* [Reading passage]:
....................

Monti went to college in Italy, but completed his graduate studies in economics at Yale, where he studied under James Tobin (which I suppose increases the chances that he supports a financial transaction tax). He was an economics professor and university administrator in Italy from 1970 through 1994, then was appointed to the European Commission, where he was handed various economic portfolios, including those on financial services and competition, in which capacity he initiated anti-monopoly proceedings against Microsoft and led the investigation that culminated in blocking the merger of General Electric and Honeywell. With Jacques Delors and Daniel Cohn-Bendit, he has supported an initiative to deepen the European Union, and he was the first chairman of Breugel, a Brussels-based EU-oriented think tank. His bio on the European Commission’s website listed him as an adviser to Goldman Sachs, and it’s downhill from there: A conspiracy theorist’s dream-come-true, Monti, according to Wikipedia, is also the European chairman of the Trilateral Commission and a member of the Bilderberg Group.

....................

* [Information supplied]:
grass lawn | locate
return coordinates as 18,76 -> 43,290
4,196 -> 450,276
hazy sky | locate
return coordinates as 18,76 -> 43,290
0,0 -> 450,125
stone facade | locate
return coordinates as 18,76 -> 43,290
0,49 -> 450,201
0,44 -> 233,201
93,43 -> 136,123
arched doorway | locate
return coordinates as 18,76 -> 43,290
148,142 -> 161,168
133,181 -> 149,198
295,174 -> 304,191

....................

* [Requirements]:
Carry the passage on Monti's career forward from its last sentence.

* [Exercise output]:
But there’s nothing conspiratorial about what is happening in plain view in Italy and Greece: Two economists have been imposed from on high to make changes to the Italian and Greek economies – really, to fundamental lifestyles of Italians and Greeks – that neither nation would be likely to make through the normal democratic processes. Some of the changes we’re likely about to see would probably come in any case, but surely not all: Democracies tend not vote themselves into austerity-driven penury. But Italy and Greece (the latter, need I note, the cradle of democracy) aren’t really looking like democracies just now, or even sovereign states.
So what do we call this? A coup? An occupation? The latest version of the 18th Brumaire? (That one’s for the Marxists.) If nothing else, it’s certainly a triumph of capitalism over democracy.